— Begin Given text —

To efficiently choose the lowest number each time, we keep track of them in something like a binary tree. In Haskell the provided implementation is Data.Map (or Data.IntMap which is specialized for integer keys).

The rest of what this code does is basically:

Choose the lowest corner(s) from the tree of available corners.
Find the neighbours of these corner(s), ensuring they are valid (in this case this means checking bounds and checking that no two are on the same row—it suffices to ensure that no downwards-searching neighbours are added which are on a row less than the maximum row reached so far), and insert these into the tree.
Output the lowest corner(s) and recurse with the new tree and row number.

ifM is a nice little function I've had cause to use several times, and it looks like this:

ifM :: (MonadPlus m) => Bool -> a -> m a
ifM pred res = if pred
		then return res
		else mzero

And here's the wrapper function (osool = ‘ordered sums of ordered list’), we take in a list of Ints and return a list of Ints. Note that we do not check the precondition (that the input list is sorted).

— End Given text —
— Begin Dataset extract —

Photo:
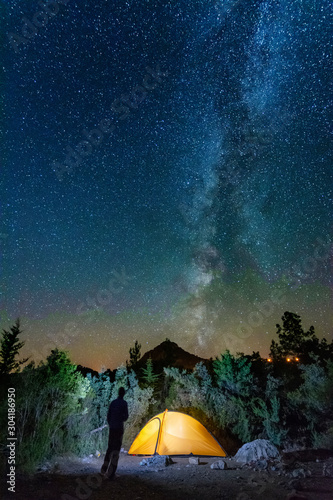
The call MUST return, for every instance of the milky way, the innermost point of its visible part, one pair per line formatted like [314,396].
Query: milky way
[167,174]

— End Dataset extract —

§ Goal 1
Answer these from the Haskell excerpt:
(a) Which Haskell implementation is provided for keeping track of the lowest numbers?
(b) What type of list does the wrapper function take in and return?
(c) Which precondition does the wrapper function not check?
§ Goal 2
Return the passage of the Haskell excerpt starting at "Find the neighbours" and ending at "into the tree.".
§ Goal 3
Extend the Haskell excerpt about choosing the lowest corners, picking up right after its last sentence.
The lines aren't needed for anything here.

§ Exercise answer 1
(a) Data.Map, or Data.IntMap, which is specialized for integer keys.
(b) A list of Ints.
(c) That the input list is sorted.

§ Exercise answer 2
Find the neighbours of these corner(s), ensuring they are valid (in this case this means checking bounds and checking that no two are on the same row—it suffices to ensure that no downwards-searching neighbours are added which are on a row less than the maximum row reached so far), and insert these into the tree.

§ Exercise answer 3
osool :: [Int] -> [Int]
osool [] = []
osool xs = orderedSumsOfOrderedList sums corners row 
	where
	sums = sumLists xs xs
	corners = IntMap.singleton (sums ! (0,0)) [(0,0)]
	row = 0

sums is the sums of the list, and corners is the quick-lookup structure (in this case IntMap) which allows us to find the minimum fast. We initialize it with the value of the top-left corner of the matrix, and its coördinates. Finally, row is a value indicating which row we are up to. As shown above, we don't want to add any new corners which are less than this value when eliminating a square and looking for a neighbouring square in the downwards direction.

And finally, we can test this with the wonderful QuickCheck:

checkMe = do
	time "osool" $ quickCheck (\xs -> let sxs = sort xs in length (osool sxs) == num sxs)
	time "checkSumLists" $ quickCheck (\xs -> let sxs = sort xs in length (checkSumLists sxs) == num sxs)
 
	time "osool" $ longCheck (\xs -> let sxs = sort xs in length (osool sxs) == num sxs)
	time "checkSumLists" $ longCheck (\xs -> let sxs = sort xs in length (checkSumLists sxs) == num sxs)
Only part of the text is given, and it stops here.